[[ EXTRACTED INFORMATION open ]]

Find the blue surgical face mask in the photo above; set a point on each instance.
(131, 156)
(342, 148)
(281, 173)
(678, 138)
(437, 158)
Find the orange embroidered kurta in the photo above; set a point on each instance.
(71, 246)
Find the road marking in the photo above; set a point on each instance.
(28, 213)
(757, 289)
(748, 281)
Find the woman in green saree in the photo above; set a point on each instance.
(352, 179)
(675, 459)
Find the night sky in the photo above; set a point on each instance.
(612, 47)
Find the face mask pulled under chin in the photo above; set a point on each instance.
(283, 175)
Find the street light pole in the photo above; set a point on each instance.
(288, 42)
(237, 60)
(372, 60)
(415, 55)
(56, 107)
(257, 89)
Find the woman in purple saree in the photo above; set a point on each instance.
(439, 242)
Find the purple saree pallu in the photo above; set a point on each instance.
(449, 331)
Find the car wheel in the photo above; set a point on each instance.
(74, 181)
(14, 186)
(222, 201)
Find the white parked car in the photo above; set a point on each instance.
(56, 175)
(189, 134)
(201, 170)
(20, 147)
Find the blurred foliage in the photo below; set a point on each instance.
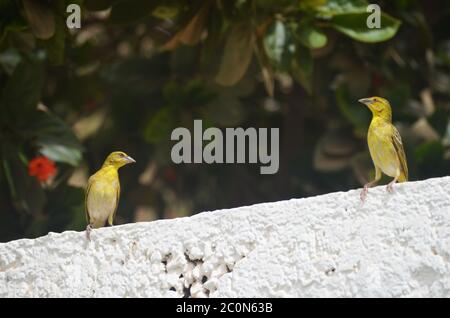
(137, 69)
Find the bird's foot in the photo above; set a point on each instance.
(364, 192)
(88, 232)
(390, 187)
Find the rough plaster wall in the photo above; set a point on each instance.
(392, 246)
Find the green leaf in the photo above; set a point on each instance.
(22, 92)
(166, 11)
(278, 45)
(302, 68)
(331, 8)
(237, 55)
(56, 44)
(56, 140)
(312, 37)
(355, 26)
(40, 17)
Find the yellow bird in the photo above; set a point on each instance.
(103, 192)
(385, 144)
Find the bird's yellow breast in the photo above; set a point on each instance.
(381, 147)
(103, 195)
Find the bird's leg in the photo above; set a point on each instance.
(365, 190)
(88, 232)
(390, 187)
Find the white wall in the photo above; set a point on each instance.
(394, 245)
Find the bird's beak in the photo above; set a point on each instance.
(130, 160)
(366, 101)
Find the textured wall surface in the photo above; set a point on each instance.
(394, 245)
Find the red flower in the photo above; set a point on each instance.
(42, 168)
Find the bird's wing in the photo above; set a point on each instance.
(88, 189)
(398, 145)
(112, 216)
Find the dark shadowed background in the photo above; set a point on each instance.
(137, 69)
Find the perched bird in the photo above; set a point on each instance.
(385, 144)
(103, 192)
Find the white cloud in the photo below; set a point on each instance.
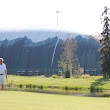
(78, 15)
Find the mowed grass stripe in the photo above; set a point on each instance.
(61, 82)
(10, 100)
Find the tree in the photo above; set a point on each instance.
(68, 57)
(105, 43)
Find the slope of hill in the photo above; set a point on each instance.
(23, 52)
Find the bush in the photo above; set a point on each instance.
(20, 85)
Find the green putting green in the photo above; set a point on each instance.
(10, 100)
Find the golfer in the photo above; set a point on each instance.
(3, 72)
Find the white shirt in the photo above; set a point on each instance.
(2, 68)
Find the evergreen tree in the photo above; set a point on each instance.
(68, 57)
(105, 43)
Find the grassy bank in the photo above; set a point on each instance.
(71, 83)
(36, 101)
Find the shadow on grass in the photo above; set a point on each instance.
(97, 85)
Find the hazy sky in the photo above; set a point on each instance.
(78, 15)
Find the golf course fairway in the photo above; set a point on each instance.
(12, 100)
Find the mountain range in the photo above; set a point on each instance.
(21, 50)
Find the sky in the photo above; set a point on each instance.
(75, 15)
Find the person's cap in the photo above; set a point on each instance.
(1, 59)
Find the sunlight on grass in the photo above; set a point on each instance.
(36, 101)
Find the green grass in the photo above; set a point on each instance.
(96, 81)
(36, 101)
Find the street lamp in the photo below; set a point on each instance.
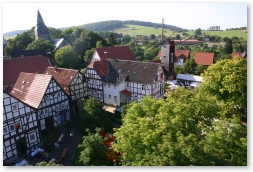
(72, 134)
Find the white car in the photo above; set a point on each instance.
(173, 84)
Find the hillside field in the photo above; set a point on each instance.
(133, 30)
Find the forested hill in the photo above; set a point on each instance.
(113, 24)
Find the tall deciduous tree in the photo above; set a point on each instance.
(227, 79)
(111, 40)
(93, 151)
(66, 57)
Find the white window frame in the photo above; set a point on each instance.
(6, 127)
(30, 139)
(47, 98)
(14, 107)
(13, 125)
(143, 87)
(42, 125)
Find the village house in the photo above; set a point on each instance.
(205, 59)
(72, 82)
(13, 67)
(180, 57)
(119, 81)
(20, 128)
(94, 72)
(45, 95)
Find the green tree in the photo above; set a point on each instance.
(126, 39)
(228, 49)
(54, 33)
(111, 40)
(198, 31)
(20, 42)
(50, 163)
(227, 79)
(190, 66)
(93, 151)
(66, 57)
(41, 44)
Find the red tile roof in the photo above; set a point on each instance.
(204, 58)
(122, 53)
(101, 68)
(125, 93)
(62, 75)
(235, 54)
(13, 67)
(182, 53)
(30, 88)
(178, 53)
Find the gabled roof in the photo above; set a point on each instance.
(62, 75)
(121, 53)
(204, 58)
(182, 53)
(178, 53)
(13, 67)
(24, 53)
(125, 93)
(100, 67)
(59, 42)
(133, 71)
(30, 88)
(190, 77)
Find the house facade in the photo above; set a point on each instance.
(72, 82)
(44, 94)
(123, 80)
(20, 128)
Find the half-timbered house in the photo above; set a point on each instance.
(119, 81)
(72, 82)
(44, 94)
(20, 128)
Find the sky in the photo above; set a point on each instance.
(19, 16)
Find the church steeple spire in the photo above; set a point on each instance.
(41, 30)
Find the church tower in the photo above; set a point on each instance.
(168, 55)
(41, 30)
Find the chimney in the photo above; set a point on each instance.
(162, 32)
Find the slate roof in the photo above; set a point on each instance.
(20, 53)
(132, 71)
(59, 42)
(125, 93)
(62, 75)
(13, 67)
(121, 53)
(204, 58)
(30, 88)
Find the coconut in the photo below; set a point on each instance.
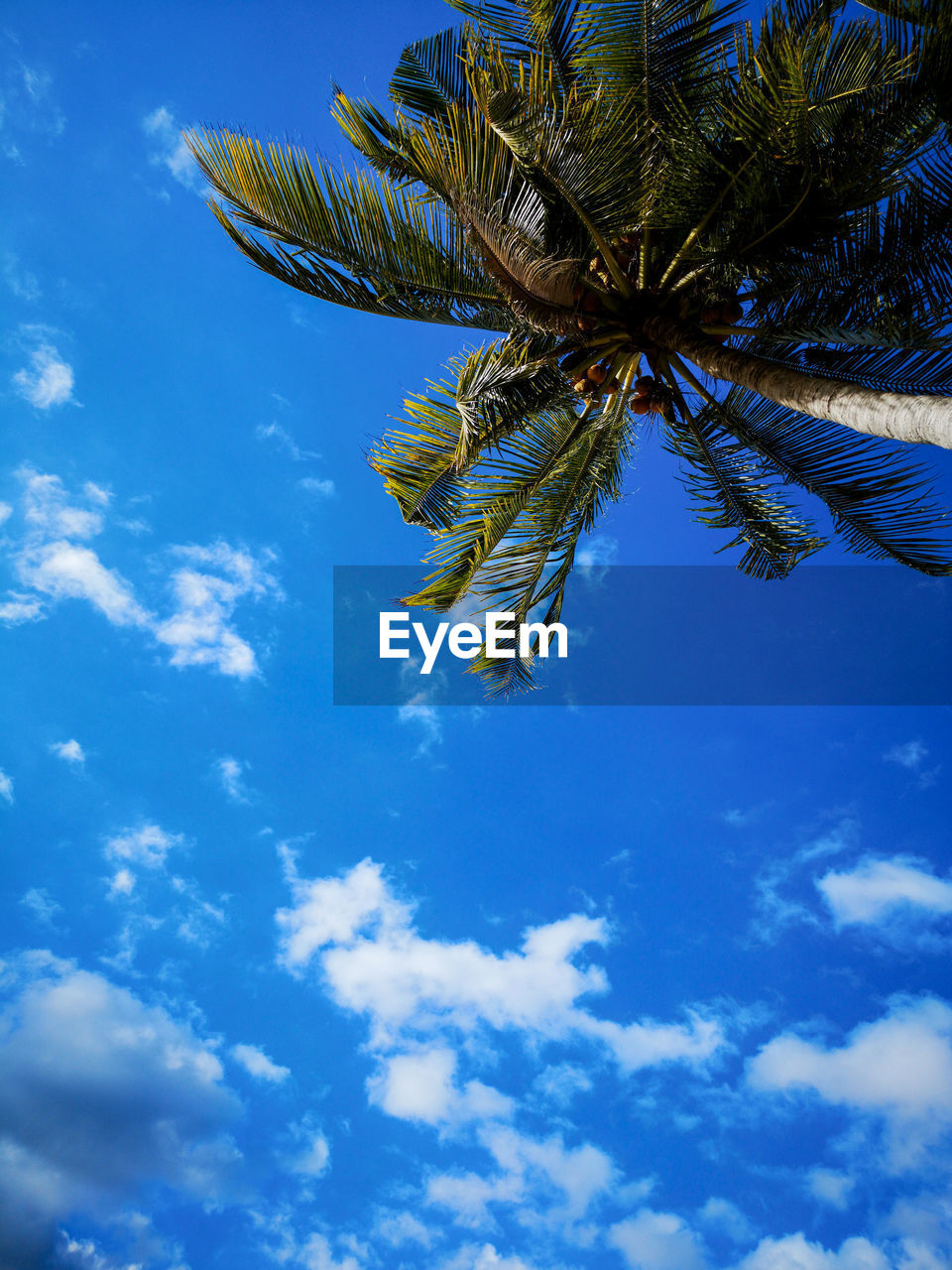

[[ EXTRACTED INFORMATION closed ]]

TASK BRIEF ▸
Although the records contain pictures, your copy should hold only the text, reproduced exactly.

SOLVED PROBLEM ▸
Find the blue surgical face mask in the photo above; set a point on each instance.
(131, 156)
(342, 148)
(281, 173)
(678, 138)
(437, 158)
Find the orange embroidered kurta in the photo above; set a point on each instance.
(71, 246)
Find the road marking in the photo above; set a point on each instance.
(28, 213)
(757, 289)
(748, 281)
Find the woman in green saree in the photo above; set a point on each instance.
(352, 179)
(675, 459)
Find the night sky in the photo above; set a point on each instance.
(612, 47)
Find the face mask pulled under chin in the photo above; set a point on each instance.
(283, 175)
Find the street light pole in the photo above; set a point on each instance.
(288, 42)
(237, 60)
(372, 60)
(415, 55)
(56, 107)
(257, 89)
Find the woman in purple saree in the photo above; set a point on each instance.
(439, 242)
Find the purple saree pallu in the photo above; set a point on each instance.
(449, 331)
Find the car wheel in the photo above; set a point on each instance.
(74, 181)
(14, 186)
(222, 201)
Find the white parked car in the photo above; set a point on each instance.
(56, 175)
(189, 134)
(201, 170)
(20, 147)
Find the blurred foliage in the photo below; set a point on each instance.
(137, 69)
Find the bird's foot in the photo above; set a point on each instance.
(364, 192)
(88, 232)
(390, 187)
Find the rough plaster wall in the photo above; set a point on each instance.
(392, 246)
Find the green leaf in the photo above; set a point on each instance.
(22, 92)
(166, 11)
(278, 45)
(302, 68)
(331, 8)
(237, 55)
(56, 44)
(56, 140)
(312, 37)
(355, 26)
(40, 17)
Find the yellow bird in the photo above; set a point on each instance.
(103, 192)
(385, 144)
Find the bird's yellow breast in the photo above; set a point on each instance.
(381, 147)
(103, 195)
Find the bird's leg in the photo above; set a point on each instance.
(365, 190)
(88, 232)
(390, 187)
Find the white wall in the photo above; set a point on each instance.
(394, 245)
Find the bird's beak in the photo above; set a point on each instance.
(130, 160)
(366, 101)
Find the textured wall surface in the photo above; set a point on each instance.
(394, 245)
Find the red flower in the photo above; set a point on each instance.
(42, 168)
Find the bird's wing in the photo above; set a point on each instance.
(88, 189)
(398, 145)
(112, 216)
Find the dark shadowed background in the photo above; set a point on each instance.
(137, 69)
Find the perched bird in the photo above; set a point on each instance.
(385, 144)
(103, 192)
Find the white cloud in the photo below; set a point on each instance.
(78, 15)
Find the mowed grass stripe in the photo above; set a point on each instance.
(61, 82)
(10, 100)
Find the tree in the photo above; set a point on each instance.
(68, 57)
(105, 43)
Find the slope of hill in the photo above; set a point on each instance.
(23, 52)
Find the bush in the photo above; set a point on each instance.
(20, 85)
Find the green putting green in the photo above; set a point on each instance.
(10, 100)
Find the golfer in the photo above; set a point on each instance.
(3, 72)
Find the white shirt in the photo above; set a point on each instance.
(2, 68)
Find the evergreen tree in the photo above; set a point on each instance.
(68, 57)
(105, 43)
Find the grassy bank in the photo above; set a point on each instance.
(71, 83)
(36, 101)
Find the shadow on grass in the photo above; set a point on each instance.
(97, 85)
Find the hazy sky in the photo above; set a point on each instance.
(78, 15)
Find the golf course fairway in the photo above; set a point on each instance.
(12, 100)
Find the mountain range in the photo above; set a point on each instance.
(21, 50)
Find the sky in the photo above; set a point on each instance.
(75, 15)
Find the person's cap in the photo above; set a point on each instance.
(1, 59)
Find the sunlight on grass in the photo above; set a point on each instance.
(36, 101)
Find the green grass in the photo above; set a point on each instance.
(96, 81)
(36, 101)
Find the street lamp in the photo below; set a point on each instance.
(72, 134)
Find the white car in the photo above; set a point on each instance.
(173, 84)
Find the hillside field in the photo above; set a point on each instance.
(133, 30)
Find the forested hill in the photo above; set a point on each instance.
(113, 24)
Find the tall deciduous tree in the photo above; set a point on each instance.
(227, 79)
(111, 40)
(93, 151)
(66, 57)
Find the white window frame in the photo above; set a point on each instance.
(6, 127)
(30, 139)
(47, 98)
(14, 107)
(13, 125)
(143, 87)
(42, 125)
Find the village house in the photo above; set a point on each instance.
(205, 59)
(72, 82)
(13, 67)
(180, 57)
(119, 81)
(20, 128)
(94, 72)
(45, 95)
Find the green tree in the photo above; set a point on each instance.
(126, 39)
(228, 49)
(54, 33)
(111, 40)
(198, 31)
(20, 42)
(50, 163)
(227, 79)
(190, 66)
(93, 151)
(66, 57)
(41, 44)
Find the red tile roof in the photo above; set a point on each instance.
(204, 58)
(122, 53)
(101, 68)
(125, 93)
(62, 75)
(235, 54)
(13, 67)
(182, 53)
(30, 88)
(178, 53)
Find the gabled roof in the photo above; set a point on each instance.
(62, 75)
(121, 53)
(204, 58)
(182, 53)
(178, 53)
(13, 67)
(24, 53)
(125, 93)
(100, 67)
(59, 42)
(133, 71)
(30, 88)
(190, 77)
Find the house facade in the photo above; set a point on each instance.
(72, 82)
(44, 94)
(123, 80)
(20, 128)
Find the half-timbered house in the photo above; set a point on each instance.
(119, 81)
(72, 82)
(44, 94)
(20, 128)
Find the sky in the photo above; set a point on each instance.
(19, 16)
Find the church steeple spire in the photo above; set a point on each instance.
(41, 30)
Find the church tower in the photo above; set a point on each instance.
(168, 55)
(41, 30)
Find the chimney in the photo above; set a point on each instance.
(162, 32)
Find the slate roof in the photo above; set a point on each instance.
(20, 53)
(132, 71)
(59, 42)
(125, 93)
(62, 75)
(13, 67)
(121, 53)
(204, 58)
(30, 88)
Find the coconut in the photo below; set a point on each instance.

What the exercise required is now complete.